(Saved data entries)

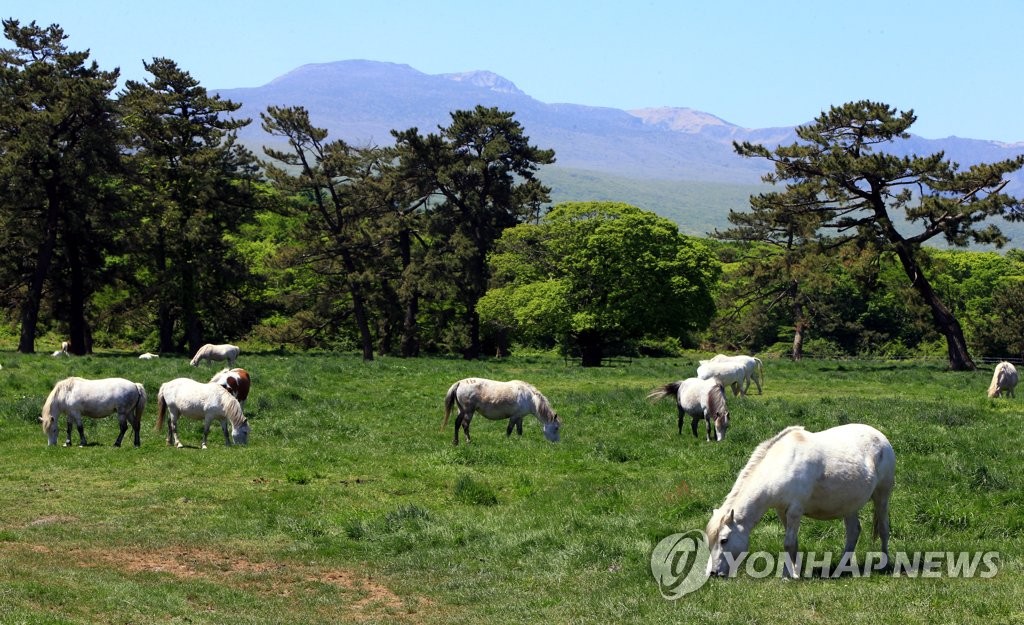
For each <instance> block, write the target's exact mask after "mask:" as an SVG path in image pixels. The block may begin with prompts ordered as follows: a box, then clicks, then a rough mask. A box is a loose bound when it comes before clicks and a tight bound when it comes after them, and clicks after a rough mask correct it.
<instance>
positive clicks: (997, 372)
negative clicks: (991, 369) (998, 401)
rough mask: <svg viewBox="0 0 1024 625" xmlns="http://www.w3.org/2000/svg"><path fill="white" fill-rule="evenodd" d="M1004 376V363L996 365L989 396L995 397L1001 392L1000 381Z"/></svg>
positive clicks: (989, 391) (993, 372) (991, 397)
mask: <svg viewBox="0 0 1024 625" xmlns="http://www.w3.org/2000/svg"><path fill="white" fill-rule="evenodd" d="M1001 377H1002V363H999V364H998V365H996V366H995V371H993V372H992V383H991V384H989V385H988V397H990V398H994V397H995V395H997V394H999V382H1000V381H1001V379H1000V378H1001Z"/></svg>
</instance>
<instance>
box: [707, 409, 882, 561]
mask: <svg viewBox="0 0 1024 625" xmlns="http://www.w3.org/2000/svg"><path fill="white" fill-rule="evenodd" d="M895 473H896V454H895V453H894V452H893V448H892V446H891V445H890V444H889V441H888V440H887V439H886V438H885V435H884V434H883V433H882V432H880V431H879V430H877V429H874V428H873V427H871V426H869V425H863V424H860V423H849V424H847V425H840V426H839V427H833V428H831V429H826V430H824V431H820V432H816V433H815V432H809V431H807V430H806V429H804V428H803V427H800V426H799V425H794V426H791V427H787V428H785V429H783V430H782V431H780V432H779V433H777V434H776V435H775V436H773V438H771V439H769V440H768V441H765V442H764V443H762V444H761V445H759V446H758V448H757V449H756V450H754V453H753V454H751V459H750V460H749V461H748V462H746V466H744V467H743V469H742V470H741V471H740V472H739V476H738V477H736V483H735V484H734V485H733V487H732V490H731V491H730V492H729V494H728V495H727V496H726V498H725V502H724V503H723V504H722V507H720V508H717V509H716V510H715V511H714V513H713V514H712V516H711V520H710V522H709V523H708V530H707V535H708V546H709V547H710V548H711V558H710V559H709V560H708V573H710V574H711V575H728V574H729V573H730V569H733V568H734V567H735V566H736V564H738V563H739V561H740V559H741V558H740V554H743V553H746V552H748V549H749V547H750V542H751V530H753V529H754V527H755V526H756V525H758V522H760V520H761V517H762V516H764V514H765V512H767V511H768V510H769V509H774V510H775V511H776V512H777V513H778V516H779V519H781V522H782V527H784V528H785V538H784V539H783V543H782V544H783V547H784V548H785V551H786V554H787V556H788V561H787V563H785V565H784V569H783V572H784V574H785V575H786V576H793V577H798V576H799V575H800V572H799V564H798V563H799V560H798V559H797V533H798V531H799V530H800V519H801V518H802V517H803V516H810V517H811V518H817V519H831V518H842V519H843V522H844V524H845V525H846V550H845V553H844V555H843V560H846V561H849V558H850V557H851V556H852V553H853V550H854V548H855V547H856V545H857V538H858V537H859V536H860V520H859V518H858V512H859V510H860V508H861V507H863V506H864V504H865V503H867V501H868V500H871V501H872V502H873V504H874V505H873V509H874V522H873V528H874V535H876V536H879V537H881V538H882V551H883V552H884V553H885V554H886V560H885V563H884V564H883V566H885V564H888V559H889V495H890V494H891V493H892V490H893V483H894V481H895ZM730 560H731V563H732V564H730ZM843 560H841V566H845V565H844V563H843ZM880 564H882V563H880Z"/></svg>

## Task requirements
For the string "instance", return every line of the data where it appears.

## Answer area
For each <instance> block, write the target's exact mask after "mask:" as an SVG path in image pixels. The block may begin with prompts ordered as follows: a box, then clicks, then a rough mask. A box is a loose bound when it comes before clicks and a tight bound when it comes after them, and clicks after a rough mask correct it.
<instance>
</instance>
<instance>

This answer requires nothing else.